* _Excerpted text_:
* * * * *

Jean McEwen (Estate)
The issue of colour brings us to the matter of McEwen's relationship to the work of Claude Monet, with whom I believe he had much in common. Claude Monet was fascinated with snow and then with the water lilies at his place in Giverny. McEwen was, like Monet, an emotional painter, not an illustrator. There is between them both an idea that can be spun out as a metaphorical statement, or read as a deeply poetic image, that needs considerable thought to extract a meaning.
McEwen [1923-1999]... hit his stride during the decisive years of 1955 and 1956. He was self-taught, spurred on by books on modern artists, rather than pursuing formal art school study.

* * * * *

* _Given information_:
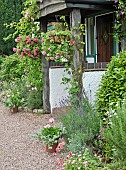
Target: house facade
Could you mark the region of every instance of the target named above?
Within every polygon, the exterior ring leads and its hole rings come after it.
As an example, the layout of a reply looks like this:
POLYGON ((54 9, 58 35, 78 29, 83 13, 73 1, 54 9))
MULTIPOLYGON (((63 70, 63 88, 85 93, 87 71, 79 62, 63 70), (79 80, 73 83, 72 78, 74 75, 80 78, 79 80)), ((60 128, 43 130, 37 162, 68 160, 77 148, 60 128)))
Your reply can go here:
MULTIPOLYGON (((72 25, 71 16, 74 9, 79 9, 81 23, 85 23, 85 47, 83 56, 83 86, 91 102, 95 99, 102 75, 111 56, 119 51, 118 43, 113 38, 114 32, 114 0, 39 0, 40 22, 42 31, 47 30, 47 23, 57 22, 62 15, 72 25)), ((64 68, 59 63, 49 63, 48 95, 51 112, 61 107, 62 101, 68 96, 61 85, 64 68)), ((47 71, 46 71, 47 73, 47 71)), ((45 84, 46 86, 47 84, 45 84)))

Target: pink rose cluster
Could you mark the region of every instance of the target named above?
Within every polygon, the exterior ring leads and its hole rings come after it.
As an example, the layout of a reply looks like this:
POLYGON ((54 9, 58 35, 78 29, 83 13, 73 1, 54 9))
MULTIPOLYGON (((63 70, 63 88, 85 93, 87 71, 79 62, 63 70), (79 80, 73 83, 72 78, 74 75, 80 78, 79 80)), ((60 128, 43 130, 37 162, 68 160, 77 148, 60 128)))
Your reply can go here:
POLYGON ((13 52, 15 52, 17 55, 38 58, 39 51, 39 47, 37 46, 39 42, 38 38, 32 39, 30 38, 30 36, 27 37, 19 36, 15 39, 15 42, 17 43, 17 48, 14 47, 13 52), (22 48, 22 46, 24 47, 22 48))

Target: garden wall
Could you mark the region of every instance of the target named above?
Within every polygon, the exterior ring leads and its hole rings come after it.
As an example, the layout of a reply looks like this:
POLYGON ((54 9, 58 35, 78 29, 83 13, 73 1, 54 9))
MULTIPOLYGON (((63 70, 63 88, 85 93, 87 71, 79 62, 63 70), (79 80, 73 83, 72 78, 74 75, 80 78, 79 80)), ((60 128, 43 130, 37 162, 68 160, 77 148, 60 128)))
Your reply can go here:
MULTIPOLYGON (((83 85, 89 101, 93 103, 96 99, 95 93, 98 89, 102 75, 105 71, 87 71, 83 74, 83 85)), ((62 77, 65 74, 64 68, 50 68, 50 103, 51 111, 53 112, 55 108, 63 106, 68 92, 65 89, 65 85, 61 84, 62 77)), ((67 75, 69 77, 69 75, 67 75)))

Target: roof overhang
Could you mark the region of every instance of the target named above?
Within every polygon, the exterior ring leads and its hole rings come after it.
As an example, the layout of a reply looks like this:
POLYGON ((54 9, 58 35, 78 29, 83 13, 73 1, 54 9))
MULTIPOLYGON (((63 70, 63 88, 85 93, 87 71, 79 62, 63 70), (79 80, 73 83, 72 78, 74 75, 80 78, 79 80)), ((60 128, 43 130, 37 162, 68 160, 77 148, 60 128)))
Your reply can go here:
POLYGON ((55 21, 56 16, 69 16, 73 8, 81 10, 82 17, 112 12, 114 0, 38 0, 40 18, 55 21))

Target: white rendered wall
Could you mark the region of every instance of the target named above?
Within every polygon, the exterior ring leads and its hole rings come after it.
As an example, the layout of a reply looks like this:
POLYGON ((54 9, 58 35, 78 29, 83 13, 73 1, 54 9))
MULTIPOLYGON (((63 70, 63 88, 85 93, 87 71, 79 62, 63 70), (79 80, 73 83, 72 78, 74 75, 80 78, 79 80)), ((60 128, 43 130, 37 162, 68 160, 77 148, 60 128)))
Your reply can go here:
MULTIPOLYGON (((96 99, 95 93, 104 73, 104 71, 90 71, 83 74, 84 89, 91 103, 96 99)), ((51 111, 56 107, 61 107, 62 101, 68 96, 68 92, 64 90, 66 86, 61 84, 64 74, 64 68, 50 68, 49 70, 51 111)))

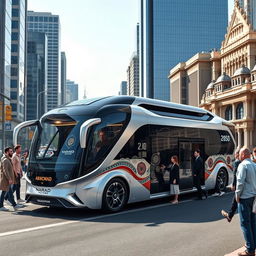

* * * * *

* _Complete the following_:
1. Reproduce part of the passage on Jean McEwen word for word, beginning at the words "McEwen [1923-1999]... hit" and stopping after the words "art school study.".
2. Answer these questions from the passage on Jean McEwen:
(a) What subjects fascinated Claude Monet?
(b) Which years does the passage call decisive for McEwen?
(c) What spurred McEwen on in place of formal art school study?
3. Carry on the passage about Jean McEwen from its final sentence.
The rows are separate material, unrelated to the passage on Jean McEwen.

* _Set of answers_:
1.
McEwen [1923-1999]... hit his stride during the decisive years of 1955 and 1956. He was self-taught, spurred on by books on modern artists, rather than pursuing formal art school study.

2.
(a) Snow, and then the water lilies at his place in Giverny.
(b) 1955 and 1956.
(c) Books on modern artists.

3.
McEwen had a work accepted for the *Annual Spring Exhibition* at the Montreal Museum of Fine Arts in 1949, Guy Viau, one of the jurors that year, recommended that he show his work to Borduas. McEwen recalled that the advice he received form the older artist was helpful and positive, but he was less interested in what Borduas had to say about subject matter and Surrealist theories than in what Borduas could teach him about craft. Although McEewen was at this time painting still-lifes and landscape, he gradually adopted Borduas’s style. His first solo show, at Galerie Agnès Lefort \[predecessor to Mira Godard Gallery] in 1951, was received enthusiastically in *La Presse*, whose anonymous reviewer encouraged McEwen “to travel to the fountainhead of European paintings and profit from the artistic atmosphere of the French capital.” (28)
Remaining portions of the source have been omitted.